Avevo undici anni e non mi amavo. Avevo i brufoli, ero goffa e sgraziata. Amavo leggere, e fu questa mia passione a farmi acquistare “Herman”, un romanzo per ragazzi dell’autore norvegese Lars Saabye Christensen.
Ricordate i libri de “Il Battello a Vapore”? Sì, quei libri per ragazzi con le copertine blu, arancioni, rosse, a seconda dell’età indicata. “Herman” faceva parte di quella collana, e me ne innamorai fin dalle prime pagine. Il romanzo tratta di un ragazzino norvegese, solitario e preso di mira dai bulli della scuola. La sua vita sta per cambiare.
Un giorno, mentre il suo barbiere gli sta tagliando i capelli, scopre una chiazza pelata sulla testa del ragazzino. Il barbiere convoca immediatamente la madre di Herman, che, preoccupata, lo porta dal medico per alcune analisi del sangue. Il responso non lascia alcun dubbio: il ragazzino sta perdendo tutti i capelli.
I genitori del bambino sono devastati: è vero, al mondo ci sono cose più gravi, ma Herman è molto fragile, ed è già lo zimbello della classe. La coppia cerca di fare tutto il possibile per farlo svagare, portandolo al cinema e cucinandogli i suoi piatti preferiti. Ma il ragazzino si sente un mostro. E’ inutile dire che i bulli della scuola si accaniscono ancora di più, quando notano che sta perdendo i capelli. Lui, dal canto suo, si vergogna talmente tanto che va in giro con un cappello da sciatore o una parrucca. Sembra un incubo, ma c’è sempre una via d’uscita.
Alla fine tutti, in tempi e circostanze diversi, capiamo che dobbiamo accettare quello che siamo. Sembrerà una morale buonista da quattro soldi, ma non è altro che la verità. L’ha capito Herman, e l’ho capito anch’io, anche se ho impiegato parecchi anni per arrivare a questa conclusione. Noi siamo quel che siamo, e va bene così. Sarebbe inutile remare contro il nostro “io”. Inutile e controproducente, perché la gente ha un sesto senso: riesce a capire quando non accettiamo quello che siamo, e ne approfitta.

> INSIEME DI DATI
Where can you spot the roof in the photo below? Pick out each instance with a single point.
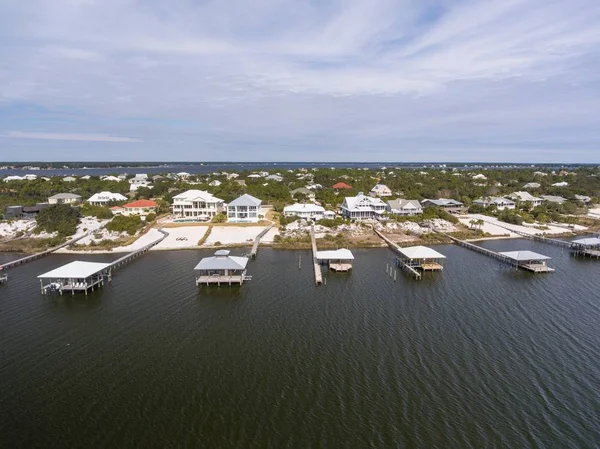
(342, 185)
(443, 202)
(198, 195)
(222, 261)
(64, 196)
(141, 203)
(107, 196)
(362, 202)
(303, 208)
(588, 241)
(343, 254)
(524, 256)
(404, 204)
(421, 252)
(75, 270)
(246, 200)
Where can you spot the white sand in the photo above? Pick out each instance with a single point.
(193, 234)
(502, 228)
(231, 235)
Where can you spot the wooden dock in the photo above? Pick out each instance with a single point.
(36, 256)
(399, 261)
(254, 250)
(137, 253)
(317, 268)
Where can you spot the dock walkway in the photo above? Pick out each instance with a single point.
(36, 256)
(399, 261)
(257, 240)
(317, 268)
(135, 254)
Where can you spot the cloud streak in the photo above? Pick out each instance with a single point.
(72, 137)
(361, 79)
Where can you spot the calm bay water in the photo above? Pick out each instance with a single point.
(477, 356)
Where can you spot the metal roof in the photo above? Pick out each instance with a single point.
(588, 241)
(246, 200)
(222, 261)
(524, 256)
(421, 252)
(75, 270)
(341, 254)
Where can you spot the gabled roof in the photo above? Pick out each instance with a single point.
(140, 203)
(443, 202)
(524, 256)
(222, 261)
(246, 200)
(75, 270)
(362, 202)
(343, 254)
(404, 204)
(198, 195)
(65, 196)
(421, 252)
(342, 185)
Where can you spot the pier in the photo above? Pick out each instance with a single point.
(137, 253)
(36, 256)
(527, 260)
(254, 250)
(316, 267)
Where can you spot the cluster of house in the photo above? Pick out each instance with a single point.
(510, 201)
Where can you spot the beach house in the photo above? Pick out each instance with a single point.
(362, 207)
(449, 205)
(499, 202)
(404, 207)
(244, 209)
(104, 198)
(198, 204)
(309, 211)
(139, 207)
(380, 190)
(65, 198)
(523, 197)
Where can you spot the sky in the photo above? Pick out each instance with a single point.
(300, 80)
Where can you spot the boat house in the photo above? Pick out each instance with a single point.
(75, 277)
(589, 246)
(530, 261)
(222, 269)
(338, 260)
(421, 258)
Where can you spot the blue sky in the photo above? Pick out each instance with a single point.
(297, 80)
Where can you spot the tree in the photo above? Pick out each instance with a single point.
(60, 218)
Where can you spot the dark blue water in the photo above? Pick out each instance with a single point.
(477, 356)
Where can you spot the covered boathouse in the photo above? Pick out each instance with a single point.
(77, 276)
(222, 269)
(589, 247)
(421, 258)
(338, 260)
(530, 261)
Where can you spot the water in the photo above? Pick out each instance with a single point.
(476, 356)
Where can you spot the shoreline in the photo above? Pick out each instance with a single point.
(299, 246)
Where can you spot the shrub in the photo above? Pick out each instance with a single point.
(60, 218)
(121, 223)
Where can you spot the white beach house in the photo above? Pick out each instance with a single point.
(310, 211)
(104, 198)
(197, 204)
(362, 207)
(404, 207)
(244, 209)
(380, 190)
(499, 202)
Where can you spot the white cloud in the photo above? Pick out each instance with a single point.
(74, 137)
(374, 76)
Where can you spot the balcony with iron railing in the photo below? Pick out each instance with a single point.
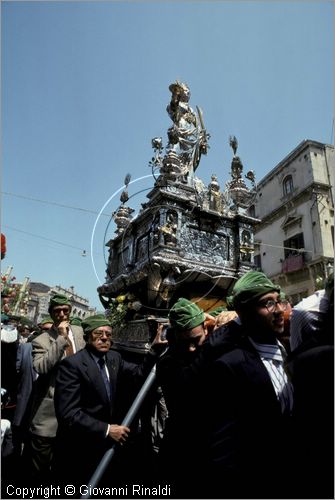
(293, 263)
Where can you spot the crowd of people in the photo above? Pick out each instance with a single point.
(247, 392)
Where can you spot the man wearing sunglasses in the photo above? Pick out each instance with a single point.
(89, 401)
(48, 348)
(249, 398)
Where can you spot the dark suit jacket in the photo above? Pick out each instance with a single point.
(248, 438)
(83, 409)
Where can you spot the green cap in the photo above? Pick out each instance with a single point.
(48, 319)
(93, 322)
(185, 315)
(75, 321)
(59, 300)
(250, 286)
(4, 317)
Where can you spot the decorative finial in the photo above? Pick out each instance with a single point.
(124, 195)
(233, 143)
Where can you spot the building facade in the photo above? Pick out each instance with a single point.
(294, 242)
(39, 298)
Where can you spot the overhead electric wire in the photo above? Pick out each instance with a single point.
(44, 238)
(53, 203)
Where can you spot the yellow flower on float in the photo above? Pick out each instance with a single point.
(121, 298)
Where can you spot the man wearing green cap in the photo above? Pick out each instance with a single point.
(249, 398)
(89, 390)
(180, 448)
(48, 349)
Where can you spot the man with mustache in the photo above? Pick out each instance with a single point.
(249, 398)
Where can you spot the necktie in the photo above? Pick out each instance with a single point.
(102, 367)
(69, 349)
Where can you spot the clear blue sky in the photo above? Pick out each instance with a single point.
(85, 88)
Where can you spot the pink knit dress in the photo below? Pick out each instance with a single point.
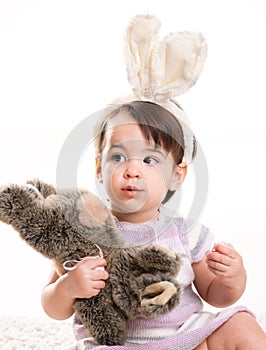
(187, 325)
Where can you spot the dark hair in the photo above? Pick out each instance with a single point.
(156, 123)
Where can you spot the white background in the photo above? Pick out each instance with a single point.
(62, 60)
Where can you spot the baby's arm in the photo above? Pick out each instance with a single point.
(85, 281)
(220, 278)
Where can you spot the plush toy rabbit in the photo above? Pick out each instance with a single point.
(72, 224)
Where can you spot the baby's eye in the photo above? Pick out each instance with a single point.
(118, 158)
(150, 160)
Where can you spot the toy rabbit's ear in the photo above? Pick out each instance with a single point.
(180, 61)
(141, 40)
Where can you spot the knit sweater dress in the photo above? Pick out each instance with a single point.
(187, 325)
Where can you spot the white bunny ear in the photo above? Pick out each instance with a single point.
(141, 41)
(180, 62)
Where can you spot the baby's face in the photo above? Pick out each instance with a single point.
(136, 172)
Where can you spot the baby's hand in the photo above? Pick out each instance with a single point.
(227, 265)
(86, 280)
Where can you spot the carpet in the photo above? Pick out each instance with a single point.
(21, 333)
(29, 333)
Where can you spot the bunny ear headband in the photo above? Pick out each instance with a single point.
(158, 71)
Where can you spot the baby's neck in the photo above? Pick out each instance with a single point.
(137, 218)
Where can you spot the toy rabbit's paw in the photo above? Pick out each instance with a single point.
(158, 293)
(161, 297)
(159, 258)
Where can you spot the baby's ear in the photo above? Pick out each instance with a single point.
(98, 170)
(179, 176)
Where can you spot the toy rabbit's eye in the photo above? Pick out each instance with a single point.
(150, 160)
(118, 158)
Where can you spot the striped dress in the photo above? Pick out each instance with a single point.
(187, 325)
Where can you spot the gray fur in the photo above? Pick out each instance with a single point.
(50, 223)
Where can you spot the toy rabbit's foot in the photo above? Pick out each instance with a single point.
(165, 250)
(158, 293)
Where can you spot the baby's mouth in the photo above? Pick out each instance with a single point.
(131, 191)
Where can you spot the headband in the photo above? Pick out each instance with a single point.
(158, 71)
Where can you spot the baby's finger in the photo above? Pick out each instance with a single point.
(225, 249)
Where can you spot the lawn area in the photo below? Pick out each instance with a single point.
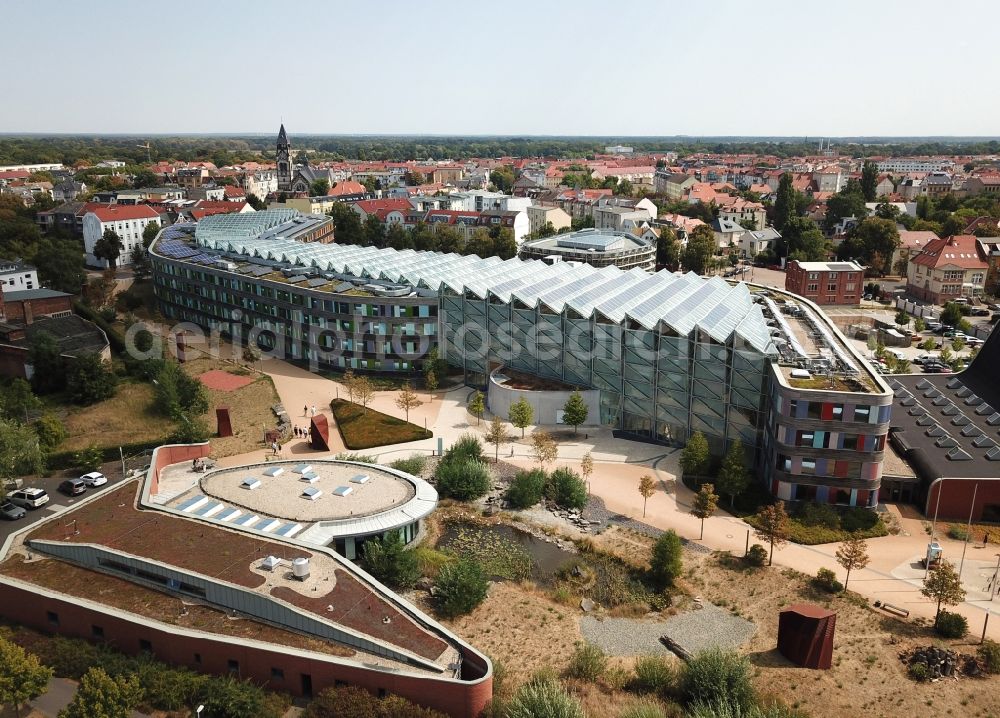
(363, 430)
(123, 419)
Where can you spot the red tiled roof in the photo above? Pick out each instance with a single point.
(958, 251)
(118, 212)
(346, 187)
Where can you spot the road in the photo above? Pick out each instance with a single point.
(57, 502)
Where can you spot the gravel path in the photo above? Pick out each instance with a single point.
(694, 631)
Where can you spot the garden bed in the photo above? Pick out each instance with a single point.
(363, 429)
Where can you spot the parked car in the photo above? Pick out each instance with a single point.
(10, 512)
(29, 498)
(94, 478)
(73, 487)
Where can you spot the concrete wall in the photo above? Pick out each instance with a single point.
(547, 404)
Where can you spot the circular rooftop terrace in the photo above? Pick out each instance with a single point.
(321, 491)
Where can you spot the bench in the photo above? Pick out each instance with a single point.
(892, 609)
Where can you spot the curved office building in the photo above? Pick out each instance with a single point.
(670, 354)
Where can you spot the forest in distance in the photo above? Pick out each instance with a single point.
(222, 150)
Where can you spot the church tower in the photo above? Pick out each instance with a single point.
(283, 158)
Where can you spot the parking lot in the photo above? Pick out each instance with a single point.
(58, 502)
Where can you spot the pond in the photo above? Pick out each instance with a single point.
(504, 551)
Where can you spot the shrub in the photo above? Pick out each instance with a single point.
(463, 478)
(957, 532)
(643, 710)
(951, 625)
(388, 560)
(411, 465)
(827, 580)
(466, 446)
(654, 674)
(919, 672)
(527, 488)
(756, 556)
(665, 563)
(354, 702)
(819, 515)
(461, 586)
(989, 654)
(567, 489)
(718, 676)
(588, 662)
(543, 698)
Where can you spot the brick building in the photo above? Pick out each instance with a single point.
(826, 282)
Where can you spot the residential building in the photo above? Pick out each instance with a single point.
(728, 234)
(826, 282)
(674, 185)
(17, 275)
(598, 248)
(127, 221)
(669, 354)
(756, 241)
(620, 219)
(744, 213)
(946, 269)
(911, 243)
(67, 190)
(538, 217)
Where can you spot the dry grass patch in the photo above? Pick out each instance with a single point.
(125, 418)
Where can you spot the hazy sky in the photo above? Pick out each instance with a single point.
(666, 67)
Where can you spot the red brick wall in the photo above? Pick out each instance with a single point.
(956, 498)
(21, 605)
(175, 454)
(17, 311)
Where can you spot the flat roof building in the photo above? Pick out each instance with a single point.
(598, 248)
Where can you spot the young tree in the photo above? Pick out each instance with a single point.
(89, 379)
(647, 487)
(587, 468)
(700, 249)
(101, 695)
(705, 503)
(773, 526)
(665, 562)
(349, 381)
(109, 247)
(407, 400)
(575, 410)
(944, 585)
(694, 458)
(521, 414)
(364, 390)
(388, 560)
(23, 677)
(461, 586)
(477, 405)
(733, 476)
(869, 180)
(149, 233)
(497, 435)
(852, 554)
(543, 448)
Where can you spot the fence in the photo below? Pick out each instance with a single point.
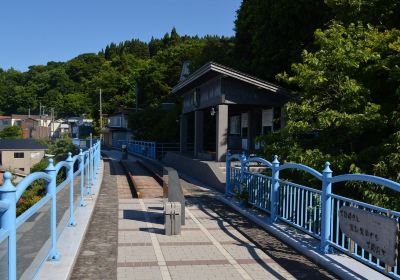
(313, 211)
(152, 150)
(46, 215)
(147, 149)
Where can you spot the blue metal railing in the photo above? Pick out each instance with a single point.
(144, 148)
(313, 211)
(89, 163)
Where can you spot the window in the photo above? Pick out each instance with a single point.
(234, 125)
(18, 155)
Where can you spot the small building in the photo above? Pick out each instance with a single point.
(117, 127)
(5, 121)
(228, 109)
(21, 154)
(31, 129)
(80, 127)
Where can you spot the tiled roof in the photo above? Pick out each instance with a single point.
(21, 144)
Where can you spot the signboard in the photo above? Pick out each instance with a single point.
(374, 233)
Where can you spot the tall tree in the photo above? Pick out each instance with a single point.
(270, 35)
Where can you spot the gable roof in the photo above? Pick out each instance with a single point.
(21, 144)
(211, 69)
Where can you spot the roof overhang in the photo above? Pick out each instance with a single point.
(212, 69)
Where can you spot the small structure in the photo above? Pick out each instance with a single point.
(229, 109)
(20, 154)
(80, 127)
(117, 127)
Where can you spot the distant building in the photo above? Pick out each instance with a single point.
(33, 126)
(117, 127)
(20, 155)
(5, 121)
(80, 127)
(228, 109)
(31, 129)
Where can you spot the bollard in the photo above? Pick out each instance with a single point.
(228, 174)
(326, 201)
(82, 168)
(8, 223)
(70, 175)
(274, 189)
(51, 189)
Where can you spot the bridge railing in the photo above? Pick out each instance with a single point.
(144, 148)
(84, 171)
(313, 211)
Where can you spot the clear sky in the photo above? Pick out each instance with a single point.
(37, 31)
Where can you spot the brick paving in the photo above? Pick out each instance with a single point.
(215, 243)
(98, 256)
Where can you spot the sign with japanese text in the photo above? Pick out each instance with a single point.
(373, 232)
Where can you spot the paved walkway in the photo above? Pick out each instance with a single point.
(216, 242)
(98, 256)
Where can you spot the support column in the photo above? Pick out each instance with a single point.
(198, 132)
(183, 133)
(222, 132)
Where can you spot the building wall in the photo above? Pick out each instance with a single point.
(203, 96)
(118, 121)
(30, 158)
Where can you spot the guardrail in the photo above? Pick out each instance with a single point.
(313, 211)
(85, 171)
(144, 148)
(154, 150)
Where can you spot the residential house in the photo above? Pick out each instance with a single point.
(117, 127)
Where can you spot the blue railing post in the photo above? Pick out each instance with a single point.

> COMPITI DA SVOLGERE
a. Nel brano sul romanzo “Herman”, che cosa scopre il barbiere sulla testa del ragazzino?
b. Ricopia dal brano sul romanzo “Herman” la parte compresa tra “Avevo undici anni” e “tutti i capelli.”, entrambi inclusi.
I record provengono da una fonte diversa.

> SOLUZIONI
a. Una chiazza pelata.

b.
Avevo undici anni e non mi amavo. Avevo i brufoli, ero goffa e sgraziata. Amavo leggere, e fu questa mia passione a farmi acquistare “Herman”, un romanzo per ragazzi dell’autore norvegese Lars Saabye Christensen.
Ricordate i libri de “Il Battello a Vapore”? Sì, quei libri per ragazzi con le copertine blu, arancioni, rosse, a seconda dell’età indicata. “Herman” faceva parte di quella collana, e me ne innamorai fin dalle prime pagine. Il romanzo tratta di un ragazzino norvegese, solitario e preso di mira dai bulli della scuola. La sua vita sta per cambiare.
Un giorno, mentre il suo barbiere gli sta tagliando i capelli, scopre una chiazza pelata sulla testa del ragazzino. Il barbiere convoca immediatamente la madre di Herman, che, preoccupata, lo porta dal medico per alcune analisi del sangue. Il responso non lascia alcun dubbio: il ragazzino sta perdendo tutti i capelli.